AIM:
Rewrite the data from the line containing "Please trace the outline of every instance of the license" through the line containing "[[663,544],[646,547],[618,547],[618,563],[664,563],[668,552]]", changing every "instance" to "occurrence" and leaving all else as it is.

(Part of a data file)
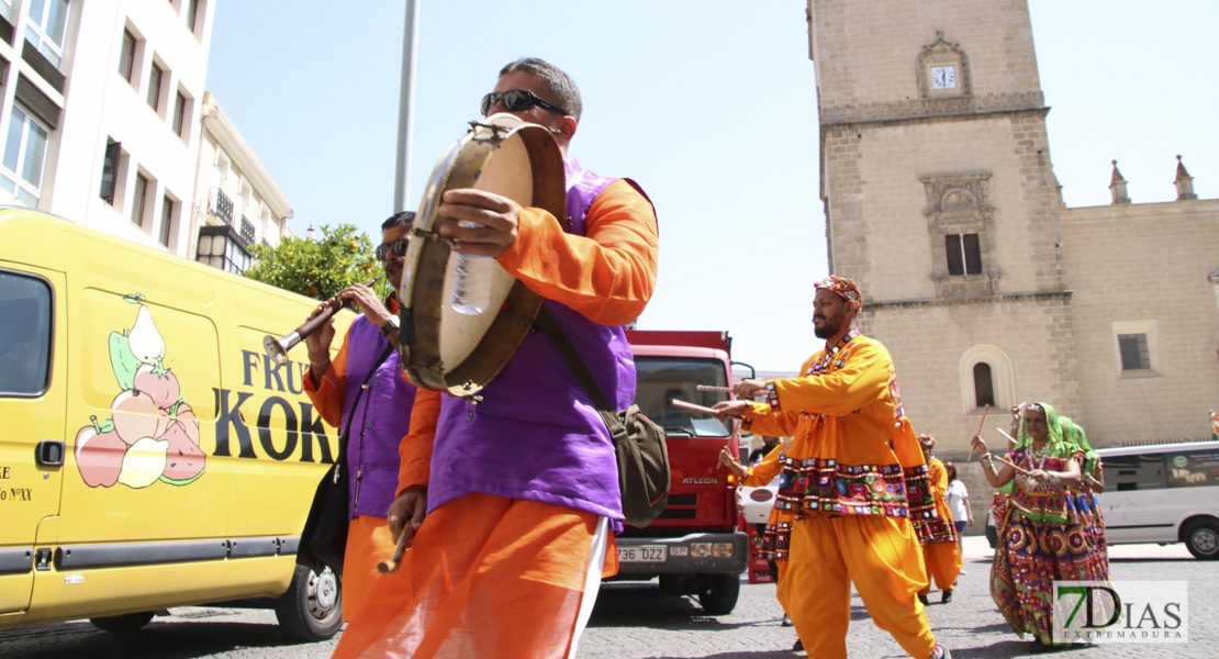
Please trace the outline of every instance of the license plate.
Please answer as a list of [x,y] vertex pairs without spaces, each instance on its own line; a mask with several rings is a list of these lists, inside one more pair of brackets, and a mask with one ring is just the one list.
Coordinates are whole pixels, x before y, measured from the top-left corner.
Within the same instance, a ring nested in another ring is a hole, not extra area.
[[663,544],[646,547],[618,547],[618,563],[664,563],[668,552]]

--

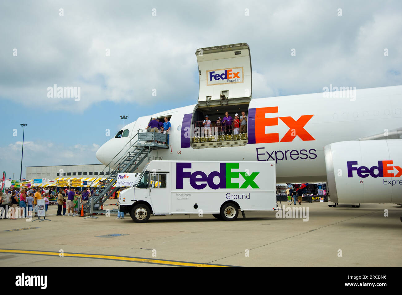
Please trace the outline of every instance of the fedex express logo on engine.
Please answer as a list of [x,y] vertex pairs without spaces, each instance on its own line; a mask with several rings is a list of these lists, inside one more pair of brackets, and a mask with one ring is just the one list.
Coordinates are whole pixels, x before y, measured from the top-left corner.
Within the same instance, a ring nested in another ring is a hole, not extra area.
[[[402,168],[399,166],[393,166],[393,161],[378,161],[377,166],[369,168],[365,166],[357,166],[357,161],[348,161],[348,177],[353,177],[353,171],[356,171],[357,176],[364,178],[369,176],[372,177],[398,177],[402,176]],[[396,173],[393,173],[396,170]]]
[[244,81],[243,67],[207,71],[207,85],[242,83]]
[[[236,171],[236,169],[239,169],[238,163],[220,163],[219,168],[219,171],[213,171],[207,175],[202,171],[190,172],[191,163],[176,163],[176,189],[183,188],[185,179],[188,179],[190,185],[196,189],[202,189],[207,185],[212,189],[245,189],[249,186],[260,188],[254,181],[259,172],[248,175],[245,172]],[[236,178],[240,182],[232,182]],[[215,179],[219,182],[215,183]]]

FINAL ANSWER:
Please trace the outline of every occurrence of the license plate.
Please answer as a list of [x,y] vertex pairs without spaces, each occurrence on its own line; a mask with several rings is a list of these lists, inside one more pair of brackets, and a mask with one ring is just the one list.
Coordinates are whole pixels, x before y, measured from the top-left corner.
Within the same occurrence, a ring nested in another ring is a hole, not extra area.
[[663,544],[646,547],[618,547],[618,563],[664,563],[668,552]]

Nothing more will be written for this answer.